* **Request**:
Rewrite the lines below with "green painted door" changed to "blue painted door" and everything else left as it is, and omit the pictures from your answer.

BEGIN

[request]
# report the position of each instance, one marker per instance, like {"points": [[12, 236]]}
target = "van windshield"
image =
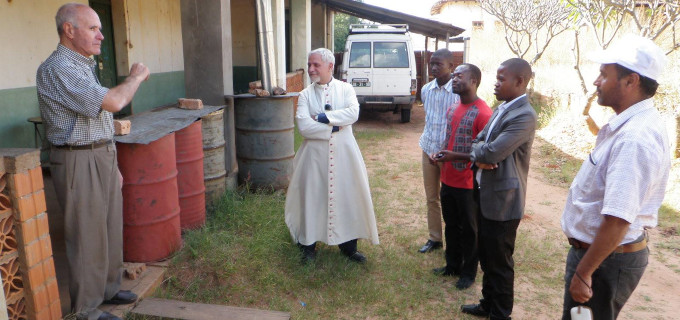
{"points": [[390, 55], [360, 55]]}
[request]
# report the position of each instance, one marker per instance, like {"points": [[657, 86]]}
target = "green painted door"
{"points": [[106, 61]]}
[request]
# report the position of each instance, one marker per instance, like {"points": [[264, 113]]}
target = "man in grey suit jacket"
{"points": [[501, 153]]}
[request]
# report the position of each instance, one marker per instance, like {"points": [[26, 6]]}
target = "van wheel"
{"points": [[405, 115]]}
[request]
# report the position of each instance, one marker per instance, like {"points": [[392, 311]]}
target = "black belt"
{"points": [[89, 146], [624, 248]]}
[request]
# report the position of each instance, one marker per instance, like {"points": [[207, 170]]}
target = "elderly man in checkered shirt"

END

* **Output for this task**:
[request]
# report the position of each instance, one marker per instance, like {"points": [[12, 236]]}
target = "van windshield"
image =
{"points": [[390, 55], [360, 55]]}
[request]
# report the position of each instance, one marker per instance, like {"points": [[657, 86]]}
target = "blue painted door"
{"points": [[106, 61]]}
[request]
# report the position of each instance, one marker per instance, like {"points": [[264, 113]]}
target = "man in grey suit jacket"
{"points": [[501, 153]]}
[request]
# report the position of each instance, one marker per instance, like {"points": [[26, 6]]}
target = "van wheel"
{"points": [[405, 115]]}
[request]
# report the position of each instance, one marker per instance, like {"points": [[392, 311]]}
target = "black belt"
{"points": [[89, 146], [624, 248]]}
[request]
# report the position of each instance, one marker per instance, like {"points": [[207, 170]]}
target = "elderly man in checkered shirt"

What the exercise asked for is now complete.